A new ideology—Eurasianism—is being advanced by those who dream of a new empire and revenge on the Western powers which brought about the collapse of the Soviet empire. Aleksandr Dugin, the father of Eurasianism, was recently described by “Foreign Affairs” as “Putin’s Brain.” For Dugin, the battle between Russia and the West is an epic struggle to fulfill ancient myths: a battle between the mystical forces of the mythical land of ‘Arctogaia’ and a decadent, materialistic America. “The American Empire should be destroyed,” Dugin declares, “And at one point, it will be.”

America needs to understand the nature of the Eurasianist ideology, and the fanaticism which wages war against the people of Ukraine today, and against the West tomorrow.


“All too often, history is driven by the mad passions and ambitions of tyrants—and by warped visions of “progress” crafted in the shadows behind their thrones. James Heiser’s brilliant new book drags one of today’s most dangerous “gray eminences” into the light. His careful, intricate analysis reveals Aleksandr Dugin, whose twisted ideology shapes Vladimir Putin’s brutal and aggressive effort to build a Eurasian empire centered on Russia. This is a must-read for anyone who wants to understand the perilous and irrational motivations of those who now rule in Moscow.”

## Instructions for the task
Answer these from the passage on Eurasianism:
(a) Whom does the passage call the father of Eurasianism?
(b) What is the mythical land whose mystical forces are said to battle a decadent, materialistic America?
(c) Who wrote the new book praised in the closing quotation?

[Items from a point labeling set]
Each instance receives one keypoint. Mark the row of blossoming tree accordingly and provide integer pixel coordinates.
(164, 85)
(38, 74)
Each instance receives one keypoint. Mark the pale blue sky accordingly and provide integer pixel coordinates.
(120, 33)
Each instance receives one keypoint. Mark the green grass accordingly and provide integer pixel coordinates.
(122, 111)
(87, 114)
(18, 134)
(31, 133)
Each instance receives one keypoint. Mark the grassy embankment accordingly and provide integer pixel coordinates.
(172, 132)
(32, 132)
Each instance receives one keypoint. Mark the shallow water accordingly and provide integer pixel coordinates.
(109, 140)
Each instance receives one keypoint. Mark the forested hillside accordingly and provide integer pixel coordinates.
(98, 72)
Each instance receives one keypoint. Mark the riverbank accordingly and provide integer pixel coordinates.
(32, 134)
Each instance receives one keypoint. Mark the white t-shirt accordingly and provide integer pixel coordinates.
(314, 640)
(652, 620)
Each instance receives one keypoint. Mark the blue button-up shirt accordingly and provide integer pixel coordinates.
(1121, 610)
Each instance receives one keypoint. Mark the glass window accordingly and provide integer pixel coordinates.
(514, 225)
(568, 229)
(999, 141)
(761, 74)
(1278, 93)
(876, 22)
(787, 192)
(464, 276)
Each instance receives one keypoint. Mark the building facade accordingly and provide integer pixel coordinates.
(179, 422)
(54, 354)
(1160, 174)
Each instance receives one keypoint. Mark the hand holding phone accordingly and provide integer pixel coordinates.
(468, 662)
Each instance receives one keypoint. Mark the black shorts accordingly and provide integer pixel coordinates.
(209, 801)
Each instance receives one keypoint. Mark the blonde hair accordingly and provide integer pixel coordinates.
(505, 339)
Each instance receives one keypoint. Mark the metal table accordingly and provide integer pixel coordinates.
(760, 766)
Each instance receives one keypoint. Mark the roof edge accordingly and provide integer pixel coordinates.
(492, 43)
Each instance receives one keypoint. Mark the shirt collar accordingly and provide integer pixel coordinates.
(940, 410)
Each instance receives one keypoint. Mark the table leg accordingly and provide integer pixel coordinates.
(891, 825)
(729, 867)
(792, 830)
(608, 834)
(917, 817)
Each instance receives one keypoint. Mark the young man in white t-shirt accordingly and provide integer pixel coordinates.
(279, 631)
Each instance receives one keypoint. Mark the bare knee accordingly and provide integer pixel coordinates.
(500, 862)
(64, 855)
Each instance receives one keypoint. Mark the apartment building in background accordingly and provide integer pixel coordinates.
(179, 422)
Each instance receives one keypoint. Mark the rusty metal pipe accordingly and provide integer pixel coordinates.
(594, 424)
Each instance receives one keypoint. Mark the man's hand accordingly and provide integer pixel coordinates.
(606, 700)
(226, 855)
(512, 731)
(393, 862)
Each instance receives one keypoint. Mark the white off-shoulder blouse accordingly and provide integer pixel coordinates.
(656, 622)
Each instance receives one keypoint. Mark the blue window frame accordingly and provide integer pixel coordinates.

## Result of the exercise
(a) Aleksandr Dugin
(b) Arctogaia
(c) James Heiser